+++ Document passage

Using ‘volatile’ to mean the object referred to is in shared memory, seems like a bad corner to remove prematurely; one of the useful permutations may even be lost.

I think that is a nice-to-have outcome, but shared already appears in type qualifier like places, so I wouldn’t want to constrain the solution.

I didn’t spot that, would you please give me a pointer to where nVidia has said that?

My $0.02 worth,


Edit: PS: I’m okay with attribute((shared)) in the places where I’ve used shared as a general type qualifier, I think that may work anyway. If it helps the parser, nVidia could use undecorated shared as a ‘storage qualifier’ (a new concept AFAIK).


Just to let you know: In my tests I have seen that “volatile” already has the predicted effect in the CUDA device functions. I found a situation where setting a shared variable (flag) in one thread had no effect in the other threads of the same warp unless I either added an extra __syncthreads() call or declared the shared variable volatile.

The code with no volatile modifier resulted in a ptx assembly where an unupdated register value was used instead of the shared variable. Adding the volatile modifier made the compiler include the needed ld.shared.u32 instruction to the ptx file and the code started working correctly. As I told, the additional __syncthreads() call had the same effect but the bar.wait instruction would be excess for synchronising just one warp.


/Pyry - Thank you for that feedback, that’s very helpful to know, and saves me some effort.

++++++

[Exercise task a]:
Print the rows again without any changes, beginning with the line that contains "Where can the carved stone" and going on through the final row.

+++ Excerpted data

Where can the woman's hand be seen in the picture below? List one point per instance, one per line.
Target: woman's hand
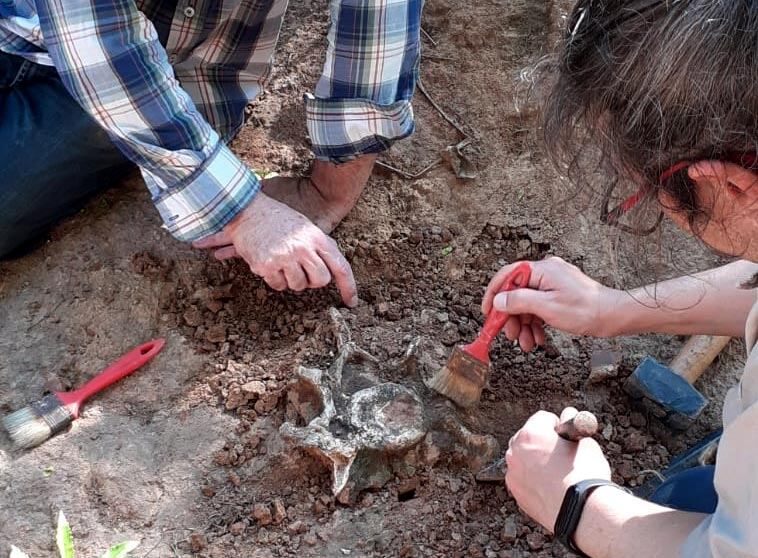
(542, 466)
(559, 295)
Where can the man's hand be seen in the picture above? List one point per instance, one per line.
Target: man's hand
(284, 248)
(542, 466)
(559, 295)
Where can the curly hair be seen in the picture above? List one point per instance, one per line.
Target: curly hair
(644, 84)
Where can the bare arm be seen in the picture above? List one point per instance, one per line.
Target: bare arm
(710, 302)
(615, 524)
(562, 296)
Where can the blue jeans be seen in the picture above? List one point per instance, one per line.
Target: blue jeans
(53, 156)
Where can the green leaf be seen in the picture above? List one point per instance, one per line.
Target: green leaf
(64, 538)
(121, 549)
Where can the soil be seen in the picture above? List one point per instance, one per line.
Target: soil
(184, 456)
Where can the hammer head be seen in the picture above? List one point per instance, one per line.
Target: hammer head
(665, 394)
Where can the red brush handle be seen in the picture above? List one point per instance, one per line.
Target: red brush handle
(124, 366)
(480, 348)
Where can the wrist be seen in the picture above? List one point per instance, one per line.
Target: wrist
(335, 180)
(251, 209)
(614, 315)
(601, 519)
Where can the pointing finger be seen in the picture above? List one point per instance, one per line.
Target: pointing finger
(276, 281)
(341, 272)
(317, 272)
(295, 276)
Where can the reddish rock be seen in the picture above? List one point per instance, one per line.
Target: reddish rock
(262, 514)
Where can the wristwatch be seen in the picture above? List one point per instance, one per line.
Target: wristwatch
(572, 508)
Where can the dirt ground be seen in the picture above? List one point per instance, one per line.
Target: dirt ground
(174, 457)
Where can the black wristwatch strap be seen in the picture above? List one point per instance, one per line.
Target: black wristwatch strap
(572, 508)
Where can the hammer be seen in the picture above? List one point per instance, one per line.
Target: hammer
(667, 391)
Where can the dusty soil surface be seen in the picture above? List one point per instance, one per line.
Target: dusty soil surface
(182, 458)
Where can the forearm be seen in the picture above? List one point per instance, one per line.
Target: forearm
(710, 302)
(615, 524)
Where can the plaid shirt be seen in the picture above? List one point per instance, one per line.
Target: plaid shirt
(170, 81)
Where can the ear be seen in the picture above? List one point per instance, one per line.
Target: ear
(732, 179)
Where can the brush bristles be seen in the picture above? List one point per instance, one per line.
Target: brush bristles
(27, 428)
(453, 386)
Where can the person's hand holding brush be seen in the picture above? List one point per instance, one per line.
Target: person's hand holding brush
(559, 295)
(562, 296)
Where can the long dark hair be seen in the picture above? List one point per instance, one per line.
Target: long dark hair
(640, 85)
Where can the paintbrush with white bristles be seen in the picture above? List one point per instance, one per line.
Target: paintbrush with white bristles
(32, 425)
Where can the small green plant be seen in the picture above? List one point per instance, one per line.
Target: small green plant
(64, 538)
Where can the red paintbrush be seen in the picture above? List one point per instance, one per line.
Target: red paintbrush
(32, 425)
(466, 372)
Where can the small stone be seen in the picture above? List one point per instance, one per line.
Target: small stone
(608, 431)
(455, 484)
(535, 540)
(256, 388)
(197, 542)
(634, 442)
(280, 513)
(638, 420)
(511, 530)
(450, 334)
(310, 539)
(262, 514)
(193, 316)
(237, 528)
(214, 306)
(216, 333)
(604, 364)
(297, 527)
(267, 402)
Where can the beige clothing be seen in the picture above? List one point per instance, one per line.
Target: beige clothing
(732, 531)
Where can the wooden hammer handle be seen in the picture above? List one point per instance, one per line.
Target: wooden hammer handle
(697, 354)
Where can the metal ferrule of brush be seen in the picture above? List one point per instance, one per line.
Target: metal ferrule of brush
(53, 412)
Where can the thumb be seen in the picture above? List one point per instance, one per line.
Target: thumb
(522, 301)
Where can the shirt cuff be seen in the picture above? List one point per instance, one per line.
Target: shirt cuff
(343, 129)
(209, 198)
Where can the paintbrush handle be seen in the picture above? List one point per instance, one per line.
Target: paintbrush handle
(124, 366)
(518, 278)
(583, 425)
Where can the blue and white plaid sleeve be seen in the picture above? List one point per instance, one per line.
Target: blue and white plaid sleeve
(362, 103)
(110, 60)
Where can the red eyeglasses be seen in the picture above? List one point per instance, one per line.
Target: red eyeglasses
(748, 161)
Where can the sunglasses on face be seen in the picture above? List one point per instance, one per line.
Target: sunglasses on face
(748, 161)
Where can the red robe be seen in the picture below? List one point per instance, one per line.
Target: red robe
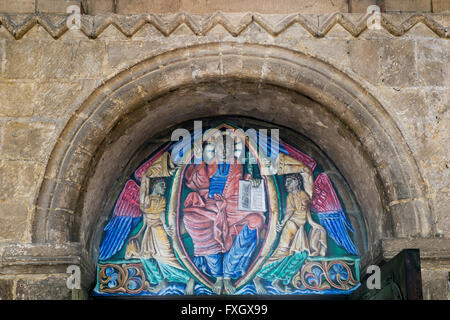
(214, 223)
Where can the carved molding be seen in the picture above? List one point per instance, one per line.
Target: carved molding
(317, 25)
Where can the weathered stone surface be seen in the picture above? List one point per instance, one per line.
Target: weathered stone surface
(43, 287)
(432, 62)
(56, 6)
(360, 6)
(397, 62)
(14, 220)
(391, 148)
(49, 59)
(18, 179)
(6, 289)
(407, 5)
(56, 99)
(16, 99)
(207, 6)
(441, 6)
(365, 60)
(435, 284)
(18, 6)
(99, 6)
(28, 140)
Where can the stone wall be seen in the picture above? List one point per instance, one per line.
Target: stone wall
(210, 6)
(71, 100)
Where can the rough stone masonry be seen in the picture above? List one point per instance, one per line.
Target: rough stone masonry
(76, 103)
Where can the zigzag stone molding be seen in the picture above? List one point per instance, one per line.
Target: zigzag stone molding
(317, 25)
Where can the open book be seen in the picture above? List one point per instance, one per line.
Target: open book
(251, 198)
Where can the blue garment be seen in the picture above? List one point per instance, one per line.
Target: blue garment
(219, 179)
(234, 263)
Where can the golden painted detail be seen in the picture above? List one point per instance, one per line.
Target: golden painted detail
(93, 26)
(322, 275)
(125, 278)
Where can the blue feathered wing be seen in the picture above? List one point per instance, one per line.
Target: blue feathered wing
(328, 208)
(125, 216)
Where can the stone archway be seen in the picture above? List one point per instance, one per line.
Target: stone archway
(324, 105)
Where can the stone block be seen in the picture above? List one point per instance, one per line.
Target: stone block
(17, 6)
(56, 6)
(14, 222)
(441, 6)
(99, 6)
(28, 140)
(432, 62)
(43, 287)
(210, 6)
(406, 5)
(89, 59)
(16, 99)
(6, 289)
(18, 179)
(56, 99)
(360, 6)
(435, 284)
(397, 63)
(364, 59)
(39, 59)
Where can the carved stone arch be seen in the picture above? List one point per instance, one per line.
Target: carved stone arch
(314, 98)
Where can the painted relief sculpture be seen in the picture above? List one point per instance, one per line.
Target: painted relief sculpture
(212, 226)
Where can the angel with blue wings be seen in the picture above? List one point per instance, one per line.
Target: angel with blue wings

++++++

[Exercise task b]:
In the forum thread about CUDA shared memory, which instruction did the compiler add to the ptx file once the volatile modifier was used?

[Worked solution a]:
Where can the carved stone arch be seen in the picture above? List one point per instance, one per line.
Target: carved stone arch
(314, 98)
Where can the painted relief sculpture be seen in the picture above? List one point per instance, one per line.
Target: painted relief sculpture
(212, 226)
Where can the angel with blue wings be seen in the picture above? List one point per instance, one per line.
Target: angel with blue wings

[Worked solution b]:
The ld.shared.u32 instruction.